TASK REQUIREMENTS | Begin with the line that contains "the snow-covered hedge." and transcribe each line after it, up to and including the last line of the listing below.

RECORDS FOR THIS EXERCISE |

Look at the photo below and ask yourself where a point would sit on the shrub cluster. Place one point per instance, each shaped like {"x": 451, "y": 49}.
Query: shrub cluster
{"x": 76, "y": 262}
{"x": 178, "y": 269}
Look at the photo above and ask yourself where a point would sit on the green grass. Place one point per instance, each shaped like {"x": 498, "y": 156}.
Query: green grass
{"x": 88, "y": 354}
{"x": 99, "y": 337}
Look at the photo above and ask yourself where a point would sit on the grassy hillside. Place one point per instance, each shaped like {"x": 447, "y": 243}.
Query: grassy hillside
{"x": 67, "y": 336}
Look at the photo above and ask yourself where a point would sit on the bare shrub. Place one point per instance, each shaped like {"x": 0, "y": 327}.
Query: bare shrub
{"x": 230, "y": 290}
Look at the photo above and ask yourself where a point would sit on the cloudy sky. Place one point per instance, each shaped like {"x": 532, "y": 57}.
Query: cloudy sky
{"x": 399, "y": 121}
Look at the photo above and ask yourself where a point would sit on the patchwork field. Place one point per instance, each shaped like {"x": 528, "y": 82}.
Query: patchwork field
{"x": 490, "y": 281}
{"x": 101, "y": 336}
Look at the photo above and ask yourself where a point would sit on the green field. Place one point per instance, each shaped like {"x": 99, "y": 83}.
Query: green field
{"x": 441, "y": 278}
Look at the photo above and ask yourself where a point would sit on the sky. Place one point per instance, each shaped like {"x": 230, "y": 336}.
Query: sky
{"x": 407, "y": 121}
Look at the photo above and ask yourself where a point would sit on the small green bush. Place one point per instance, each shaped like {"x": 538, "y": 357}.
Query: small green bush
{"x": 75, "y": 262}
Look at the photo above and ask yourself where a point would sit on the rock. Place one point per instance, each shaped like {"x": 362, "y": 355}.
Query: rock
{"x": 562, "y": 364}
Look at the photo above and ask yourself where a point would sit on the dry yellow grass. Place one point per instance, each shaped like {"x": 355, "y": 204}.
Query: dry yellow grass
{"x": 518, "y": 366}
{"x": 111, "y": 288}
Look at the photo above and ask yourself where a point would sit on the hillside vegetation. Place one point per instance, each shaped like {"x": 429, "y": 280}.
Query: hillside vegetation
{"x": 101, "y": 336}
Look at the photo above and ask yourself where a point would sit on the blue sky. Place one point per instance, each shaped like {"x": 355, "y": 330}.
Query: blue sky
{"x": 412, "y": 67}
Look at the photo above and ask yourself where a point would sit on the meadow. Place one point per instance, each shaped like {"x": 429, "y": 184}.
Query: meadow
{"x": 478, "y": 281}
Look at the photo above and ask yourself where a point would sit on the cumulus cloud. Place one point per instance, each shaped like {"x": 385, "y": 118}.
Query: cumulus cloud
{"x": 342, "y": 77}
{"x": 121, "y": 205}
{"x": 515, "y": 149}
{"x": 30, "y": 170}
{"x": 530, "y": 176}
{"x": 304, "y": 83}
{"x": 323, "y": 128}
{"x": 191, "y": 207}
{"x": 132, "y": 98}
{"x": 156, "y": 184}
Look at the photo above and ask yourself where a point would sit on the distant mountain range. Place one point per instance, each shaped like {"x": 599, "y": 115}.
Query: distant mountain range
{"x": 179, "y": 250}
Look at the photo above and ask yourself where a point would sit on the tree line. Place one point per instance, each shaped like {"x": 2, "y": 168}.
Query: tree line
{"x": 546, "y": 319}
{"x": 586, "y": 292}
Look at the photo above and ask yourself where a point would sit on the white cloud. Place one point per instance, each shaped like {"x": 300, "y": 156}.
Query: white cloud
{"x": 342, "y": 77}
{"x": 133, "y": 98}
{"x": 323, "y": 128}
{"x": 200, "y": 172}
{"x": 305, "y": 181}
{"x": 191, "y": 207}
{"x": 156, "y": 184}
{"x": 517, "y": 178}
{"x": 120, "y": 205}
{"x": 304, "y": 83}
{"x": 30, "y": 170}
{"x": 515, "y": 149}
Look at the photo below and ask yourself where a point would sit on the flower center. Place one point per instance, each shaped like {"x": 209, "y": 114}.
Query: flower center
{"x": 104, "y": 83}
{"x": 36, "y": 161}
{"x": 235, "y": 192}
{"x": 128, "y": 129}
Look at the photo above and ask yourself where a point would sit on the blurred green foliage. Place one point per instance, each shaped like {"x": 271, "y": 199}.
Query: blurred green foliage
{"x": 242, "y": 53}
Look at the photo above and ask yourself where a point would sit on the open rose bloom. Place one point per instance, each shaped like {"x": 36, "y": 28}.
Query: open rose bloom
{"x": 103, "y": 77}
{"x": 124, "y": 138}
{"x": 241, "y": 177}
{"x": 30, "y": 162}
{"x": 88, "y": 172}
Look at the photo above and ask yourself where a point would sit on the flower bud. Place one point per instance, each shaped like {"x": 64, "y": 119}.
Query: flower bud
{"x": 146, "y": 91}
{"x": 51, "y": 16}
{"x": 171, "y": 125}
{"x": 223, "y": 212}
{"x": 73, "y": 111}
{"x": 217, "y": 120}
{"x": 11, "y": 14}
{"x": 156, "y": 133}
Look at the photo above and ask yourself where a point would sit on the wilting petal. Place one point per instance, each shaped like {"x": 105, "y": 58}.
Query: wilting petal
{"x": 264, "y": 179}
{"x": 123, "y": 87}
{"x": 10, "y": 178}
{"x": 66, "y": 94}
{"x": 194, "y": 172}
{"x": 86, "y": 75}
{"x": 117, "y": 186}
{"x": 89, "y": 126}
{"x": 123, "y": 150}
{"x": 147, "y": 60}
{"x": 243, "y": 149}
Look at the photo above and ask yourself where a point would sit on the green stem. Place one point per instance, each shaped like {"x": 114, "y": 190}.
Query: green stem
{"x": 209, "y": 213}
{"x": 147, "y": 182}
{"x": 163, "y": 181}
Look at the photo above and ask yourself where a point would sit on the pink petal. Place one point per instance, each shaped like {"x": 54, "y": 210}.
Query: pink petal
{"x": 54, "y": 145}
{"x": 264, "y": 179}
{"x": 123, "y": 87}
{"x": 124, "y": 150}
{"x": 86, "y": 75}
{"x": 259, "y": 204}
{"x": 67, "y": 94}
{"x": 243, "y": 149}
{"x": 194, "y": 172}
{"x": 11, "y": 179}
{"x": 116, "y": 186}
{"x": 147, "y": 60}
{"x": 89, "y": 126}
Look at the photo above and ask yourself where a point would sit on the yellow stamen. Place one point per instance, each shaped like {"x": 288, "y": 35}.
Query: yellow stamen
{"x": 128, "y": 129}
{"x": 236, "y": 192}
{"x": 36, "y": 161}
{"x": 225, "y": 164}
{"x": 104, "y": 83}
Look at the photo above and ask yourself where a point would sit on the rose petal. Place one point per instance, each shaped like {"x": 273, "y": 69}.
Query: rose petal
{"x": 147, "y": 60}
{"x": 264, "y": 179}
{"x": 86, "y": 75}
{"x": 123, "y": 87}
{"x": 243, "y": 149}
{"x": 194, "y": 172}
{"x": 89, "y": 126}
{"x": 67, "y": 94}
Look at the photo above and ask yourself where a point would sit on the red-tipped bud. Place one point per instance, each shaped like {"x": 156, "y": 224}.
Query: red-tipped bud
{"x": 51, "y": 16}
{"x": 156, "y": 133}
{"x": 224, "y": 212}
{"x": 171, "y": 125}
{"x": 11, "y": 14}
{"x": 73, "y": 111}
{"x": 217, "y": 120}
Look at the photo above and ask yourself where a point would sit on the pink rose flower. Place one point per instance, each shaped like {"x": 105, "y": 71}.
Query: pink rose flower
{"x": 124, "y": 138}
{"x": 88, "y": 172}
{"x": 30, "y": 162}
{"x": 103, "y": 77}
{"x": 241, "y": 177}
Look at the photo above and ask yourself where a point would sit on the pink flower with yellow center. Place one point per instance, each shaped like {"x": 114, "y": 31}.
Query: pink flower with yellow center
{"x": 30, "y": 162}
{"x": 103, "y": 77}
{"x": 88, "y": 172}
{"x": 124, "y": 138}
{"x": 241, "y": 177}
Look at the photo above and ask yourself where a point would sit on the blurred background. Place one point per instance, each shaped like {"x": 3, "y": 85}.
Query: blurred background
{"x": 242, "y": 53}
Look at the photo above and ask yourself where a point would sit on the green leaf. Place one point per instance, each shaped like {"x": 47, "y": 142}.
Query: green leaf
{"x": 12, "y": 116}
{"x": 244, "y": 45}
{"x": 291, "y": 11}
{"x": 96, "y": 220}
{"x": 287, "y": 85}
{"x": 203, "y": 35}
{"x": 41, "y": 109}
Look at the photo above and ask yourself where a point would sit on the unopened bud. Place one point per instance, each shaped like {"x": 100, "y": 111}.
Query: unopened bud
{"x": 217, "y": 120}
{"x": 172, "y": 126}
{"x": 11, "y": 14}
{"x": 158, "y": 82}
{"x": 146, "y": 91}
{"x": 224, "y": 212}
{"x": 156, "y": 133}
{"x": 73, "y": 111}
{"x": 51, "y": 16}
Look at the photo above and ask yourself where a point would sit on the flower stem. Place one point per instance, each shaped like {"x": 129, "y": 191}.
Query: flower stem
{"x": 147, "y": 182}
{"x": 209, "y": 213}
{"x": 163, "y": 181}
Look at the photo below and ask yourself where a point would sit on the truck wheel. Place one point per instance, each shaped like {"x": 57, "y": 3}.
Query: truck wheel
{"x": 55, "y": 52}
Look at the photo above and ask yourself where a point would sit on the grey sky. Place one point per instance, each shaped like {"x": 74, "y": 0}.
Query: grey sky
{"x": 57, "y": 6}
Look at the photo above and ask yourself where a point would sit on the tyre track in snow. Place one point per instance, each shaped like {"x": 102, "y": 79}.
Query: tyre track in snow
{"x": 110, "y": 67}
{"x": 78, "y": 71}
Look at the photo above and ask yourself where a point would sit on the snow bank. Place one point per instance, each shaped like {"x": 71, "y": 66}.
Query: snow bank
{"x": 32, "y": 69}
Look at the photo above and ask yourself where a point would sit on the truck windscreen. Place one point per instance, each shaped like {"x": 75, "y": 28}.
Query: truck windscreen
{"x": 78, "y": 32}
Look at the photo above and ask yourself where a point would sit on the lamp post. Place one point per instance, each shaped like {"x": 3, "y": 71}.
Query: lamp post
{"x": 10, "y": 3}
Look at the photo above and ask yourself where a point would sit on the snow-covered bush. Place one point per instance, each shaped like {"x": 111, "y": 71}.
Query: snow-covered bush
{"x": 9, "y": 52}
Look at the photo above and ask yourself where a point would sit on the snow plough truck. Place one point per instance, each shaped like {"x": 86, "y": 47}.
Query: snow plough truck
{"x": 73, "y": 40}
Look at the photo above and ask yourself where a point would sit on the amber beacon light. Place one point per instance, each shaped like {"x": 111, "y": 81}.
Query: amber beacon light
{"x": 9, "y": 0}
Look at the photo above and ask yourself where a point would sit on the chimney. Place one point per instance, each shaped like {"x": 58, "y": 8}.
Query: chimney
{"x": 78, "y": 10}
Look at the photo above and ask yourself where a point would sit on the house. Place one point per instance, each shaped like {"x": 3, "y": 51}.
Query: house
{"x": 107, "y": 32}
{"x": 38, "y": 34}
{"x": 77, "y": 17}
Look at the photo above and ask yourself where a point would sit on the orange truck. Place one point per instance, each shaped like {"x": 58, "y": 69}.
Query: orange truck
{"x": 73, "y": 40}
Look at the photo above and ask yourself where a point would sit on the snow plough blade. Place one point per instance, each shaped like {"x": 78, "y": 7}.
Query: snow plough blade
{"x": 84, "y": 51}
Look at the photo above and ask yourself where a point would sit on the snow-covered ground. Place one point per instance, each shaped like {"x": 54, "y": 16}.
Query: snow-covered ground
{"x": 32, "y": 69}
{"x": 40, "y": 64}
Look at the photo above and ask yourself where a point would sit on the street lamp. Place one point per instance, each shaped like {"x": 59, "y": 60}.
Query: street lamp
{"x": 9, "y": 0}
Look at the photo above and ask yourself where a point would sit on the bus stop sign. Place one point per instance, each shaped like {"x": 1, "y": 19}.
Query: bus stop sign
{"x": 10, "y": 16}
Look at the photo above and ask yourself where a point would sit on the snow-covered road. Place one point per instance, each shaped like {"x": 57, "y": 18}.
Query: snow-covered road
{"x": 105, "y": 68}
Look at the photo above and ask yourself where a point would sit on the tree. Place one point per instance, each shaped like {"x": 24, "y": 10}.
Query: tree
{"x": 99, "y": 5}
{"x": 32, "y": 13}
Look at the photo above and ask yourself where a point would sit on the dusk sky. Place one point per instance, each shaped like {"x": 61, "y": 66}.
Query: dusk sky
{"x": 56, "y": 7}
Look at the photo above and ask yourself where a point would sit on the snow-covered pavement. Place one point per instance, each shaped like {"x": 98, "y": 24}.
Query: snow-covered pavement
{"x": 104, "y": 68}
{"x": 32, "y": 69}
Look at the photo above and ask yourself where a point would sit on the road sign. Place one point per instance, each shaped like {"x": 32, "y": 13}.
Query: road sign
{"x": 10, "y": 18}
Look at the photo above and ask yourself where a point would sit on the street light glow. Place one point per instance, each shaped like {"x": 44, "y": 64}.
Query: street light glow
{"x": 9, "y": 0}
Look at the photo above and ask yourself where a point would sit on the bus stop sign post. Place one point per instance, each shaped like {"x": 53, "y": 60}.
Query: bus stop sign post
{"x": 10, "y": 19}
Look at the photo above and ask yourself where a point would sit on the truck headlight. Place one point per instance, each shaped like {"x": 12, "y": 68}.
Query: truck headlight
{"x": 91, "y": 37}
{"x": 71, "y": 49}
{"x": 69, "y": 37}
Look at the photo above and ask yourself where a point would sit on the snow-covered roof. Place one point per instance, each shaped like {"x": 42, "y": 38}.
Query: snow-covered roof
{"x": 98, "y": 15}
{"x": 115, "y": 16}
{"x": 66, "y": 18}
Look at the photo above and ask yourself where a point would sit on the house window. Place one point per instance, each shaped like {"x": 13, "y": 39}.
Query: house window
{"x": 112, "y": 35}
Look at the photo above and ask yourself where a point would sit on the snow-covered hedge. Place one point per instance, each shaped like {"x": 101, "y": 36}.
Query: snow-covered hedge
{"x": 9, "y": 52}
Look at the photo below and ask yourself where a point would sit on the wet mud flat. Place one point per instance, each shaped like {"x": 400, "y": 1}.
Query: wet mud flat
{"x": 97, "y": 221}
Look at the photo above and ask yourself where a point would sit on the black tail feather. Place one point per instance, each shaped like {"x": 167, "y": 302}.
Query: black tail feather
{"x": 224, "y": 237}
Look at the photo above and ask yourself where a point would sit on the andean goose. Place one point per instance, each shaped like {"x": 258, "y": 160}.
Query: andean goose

COMPLETE ANSWER |
Look at the photo above and ask yourself where a point would sit on the snow-covered hedge. Place one point per instance, each shaped like {"x": 101, "y": 36}.
Query: snow-covered hedge
{"x": 9, "y": 52}
Look at the photo below and ask yourself where a point would sit on the wet mud flat. Place one point per instance, each shaped like {"x": 400, "y": 1}.
Query: wet mud flat
{"x": 97, "y": 221}
Look at the photo above and ask yourself where a point would sit on the black tail feather. Place one point per instance, each shaped like {"x": 167, "y": 302}.
Query: black tail feather
{"x": 224, "y": 237}
Look at the photo above and ask yourself where a point would sit on the andean goose. Place one point per instance, each shaped like {"x": 258, "y": 160}.
Query: andean goose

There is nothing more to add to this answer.